═════ READING TEXT

Finding Value at Omegle.com?

Omegele Start Chat

The New York Times recently highlighted new chat site Omegle.com in their Technology section. It’s a site we’ve been watching since it first hit the scene in March 2009. Their premise is simple: Click “Start a chat” and you’re immediately connected with a completely random person.

No logins. No terms & conditions. No warnings. Just sink or swim. The living embodiment of Mama Gump’s take on life: It’s a box of chocolates and you don’t know what you’re gonna get.

In the month or so I’ve been using Omegle I’ve spoken to an unlucky-in-love teenager in Ohio, been invited to couchsurf at an apartment in Bergen, Norway, been the guest on a “talk show” hosted by “Oprah Ricardo”, and had a variety of chats that have lasted from ten seconds to half an hour.

And I just can’t stop. Maybe it’s the thrill of the unknown, but I’m hooked, and I’m not alone. Here are a few recent Twitter remarks about Omegle:

anc__: omegle.com is the strangest site i’ve ever been to…….ever…….
Addie_Lou: CANNOT STOP OMEGLE
jaywinsthegame: god, omegle is so much effing fun.
googlygoogly: talking to some girl on omegle from north korea? is that even possible?
skankage: FUN as HELL! RT @tonylittle Oh god. Omegle.com is fantastic. You can talk to random people anonymously and make a damn fool of yourself.

Being so young, the the site’s normal stats don’t show us a lot, but there’s still evidence that Omegle is touching a nerve in significant ways (all counts are as of May 11, 2009):

  • Post to Omegle.com founder Leif K-Brooks’s March 30 official Omegle blog has received 381 comments
  • Mention of Omegle on XKCD’s Blag [sic] has received 592 comments, mostly reposts of actual Omegle conversations.
  • Gawker post has 34,552 views.

It was enough press to make me take notice. There is enough promise to Omegle’s “Talk to a stranger” proposition to suggest that Omegle can become a relevant and profitable web property. But it will need to take a slow, methodical approach in growth and never deviate from the core promise of the site: At any moment, you can chat with a random stranger. This core value should never be compromised at the expense of further channel development.

What’s old is new again

Omegle is scoring big points and drawing modest crowds via organic growth. Positive mentions on trusted media are the primary drivers of traffic on the mainstream web. Visits are being driven by a curiosity factor – curiosity in a technology that is not much more than AOL’s People Connection circa 1994 (for you kids, that’s AIM before AIM was AIM, and you had to use a phone line). Instead of touting some newfangled communication platform here (such as, say, microblogging), Omegle has stripped away the technology and laid the web prostrate before us in its most raw form and in a refreshing way.

══════════

• [WORK TO COMPLETE]:
1. According to the Omegle article, in what month and year did the site first appear?
2. Please arrange the records as a Markdown table with the columns Number and Record line, one row per line with blank lines skipped. Begin at the first line of the records, stop after the line that contains "[[428, 151, 442, 163]]", and leave the pictures out.
The Omegle article has no connection to the records.

═════ EXTRACTED ENTRIES

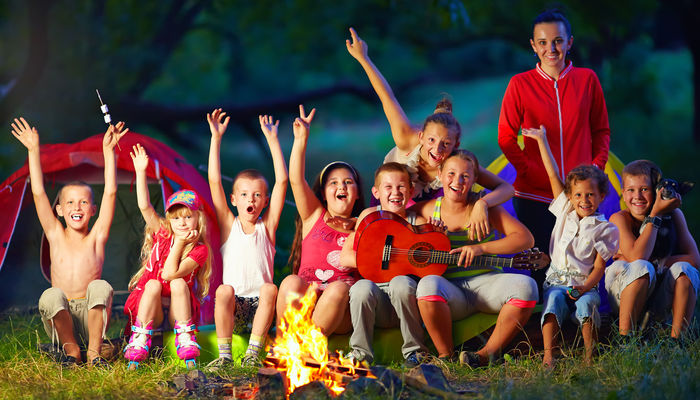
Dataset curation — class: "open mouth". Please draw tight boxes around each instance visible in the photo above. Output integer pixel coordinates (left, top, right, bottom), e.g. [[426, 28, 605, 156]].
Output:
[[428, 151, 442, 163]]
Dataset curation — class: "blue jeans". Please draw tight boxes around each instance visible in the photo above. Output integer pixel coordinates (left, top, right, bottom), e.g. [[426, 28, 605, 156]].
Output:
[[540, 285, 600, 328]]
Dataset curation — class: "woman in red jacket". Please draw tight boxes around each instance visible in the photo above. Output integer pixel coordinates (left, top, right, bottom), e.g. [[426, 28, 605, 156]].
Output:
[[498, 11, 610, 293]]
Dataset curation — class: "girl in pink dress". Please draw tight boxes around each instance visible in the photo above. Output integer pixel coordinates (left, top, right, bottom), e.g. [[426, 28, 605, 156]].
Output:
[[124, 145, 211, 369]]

══════════

• [SET OF ANSWERS]:
1. March 2009

2.
| Number | Record line |
|---|---|
| 1 | Dataset curation — class: "open mouth". Please draw tight boxes around each instance visible in the photo above. Output integer pixel coordinates (left, top, right, bottom), e.g. [[426, 28, 605, 156]]. |
| 2 | Output: |
| 3 | [[428, 151, 442, 163]] |